(Beginning of Supplied entries)
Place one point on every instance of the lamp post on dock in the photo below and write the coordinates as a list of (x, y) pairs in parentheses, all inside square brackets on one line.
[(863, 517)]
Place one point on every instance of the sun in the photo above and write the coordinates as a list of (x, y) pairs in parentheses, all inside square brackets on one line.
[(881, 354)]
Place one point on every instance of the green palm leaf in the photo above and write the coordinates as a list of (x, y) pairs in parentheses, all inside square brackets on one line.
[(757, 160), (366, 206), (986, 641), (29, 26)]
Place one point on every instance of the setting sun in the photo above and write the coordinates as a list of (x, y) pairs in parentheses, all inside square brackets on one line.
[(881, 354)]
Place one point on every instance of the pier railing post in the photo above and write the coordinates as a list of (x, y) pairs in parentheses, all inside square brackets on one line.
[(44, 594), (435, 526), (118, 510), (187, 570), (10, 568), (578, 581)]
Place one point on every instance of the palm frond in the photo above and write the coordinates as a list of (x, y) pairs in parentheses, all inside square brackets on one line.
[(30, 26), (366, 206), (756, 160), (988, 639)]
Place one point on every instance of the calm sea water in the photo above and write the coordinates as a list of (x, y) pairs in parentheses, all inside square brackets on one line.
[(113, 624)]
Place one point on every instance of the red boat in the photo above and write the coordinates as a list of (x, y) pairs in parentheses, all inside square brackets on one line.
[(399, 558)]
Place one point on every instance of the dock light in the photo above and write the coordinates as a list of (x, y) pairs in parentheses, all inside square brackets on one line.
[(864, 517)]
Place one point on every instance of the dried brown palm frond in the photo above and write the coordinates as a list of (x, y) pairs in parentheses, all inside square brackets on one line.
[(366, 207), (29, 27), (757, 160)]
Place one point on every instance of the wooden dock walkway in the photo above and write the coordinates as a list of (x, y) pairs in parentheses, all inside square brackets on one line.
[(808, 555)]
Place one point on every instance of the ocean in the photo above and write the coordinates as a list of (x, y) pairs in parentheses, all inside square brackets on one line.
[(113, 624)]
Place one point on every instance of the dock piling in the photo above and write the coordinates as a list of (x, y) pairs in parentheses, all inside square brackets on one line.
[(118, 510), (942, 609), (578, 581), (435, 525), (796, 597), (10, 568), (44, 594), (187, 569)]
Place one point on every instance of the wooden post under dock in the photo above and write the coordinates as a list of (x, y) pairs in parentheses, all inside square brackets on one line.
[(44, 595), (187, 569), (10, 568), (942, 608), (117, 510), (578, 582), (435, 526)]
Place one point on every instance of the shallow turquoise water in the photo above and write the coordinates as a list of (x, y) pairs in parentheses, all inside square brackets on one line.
(End of Supplied entries)
— Task instructions —
Nothing before the line holding "Place one point on every instance of the dock piling" belongs in the answer. Repeat that line and the rest of the listing exactly.

— Output of the task —
Place one point on every instance of the dock piling in the photo above and write the coordinates as a list of (x, y) pairs in parentheses, all inside square brackets on one line.
[(118, 510), (942, 609), (578, 581), (435, 525), (796, 597), (10, 568), (44, 594), (187, 569)]
Place one point on every instance of the wooden post under dock in the photo above and write the coordinates as a list of (x, y) pairs in parentheses, all inside square brackets on one line.
[(44, 595), (187, 569), (10, 568), (942, 608), (117, 510), (578, 582), (435, 526)]
Place one point on every instance of the shallow turquoise water in the photo above and write the coordinates as a list of (x, y) pairs in parentheses, all inside square brackets on one line.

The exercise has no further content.